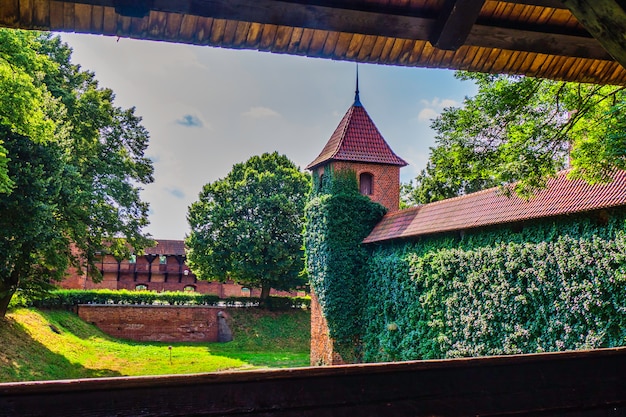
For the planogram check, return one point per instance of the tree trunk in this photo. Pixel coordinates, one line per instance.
(265, 296)
(8, 286)
(5, 299)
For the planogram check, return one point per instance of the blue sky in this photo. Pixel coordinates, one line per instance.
(209, 108)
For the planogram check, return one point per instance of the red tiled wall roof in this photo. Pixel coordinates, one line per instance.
(490, 207)
(357, 139)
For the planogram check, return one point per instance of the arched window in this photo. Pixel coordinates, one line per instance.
(366, 182)
(321, 183)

:: Work to be completed ::
Using the records above, write out exactly the lines from the one containing "of the arched" through the last, and add nothing.

:: Result below ::
For the planogram check, return one point per instance of the arched window in this photo. Pixel coordinates, one line per instance.
(366, 182)
(321, 183)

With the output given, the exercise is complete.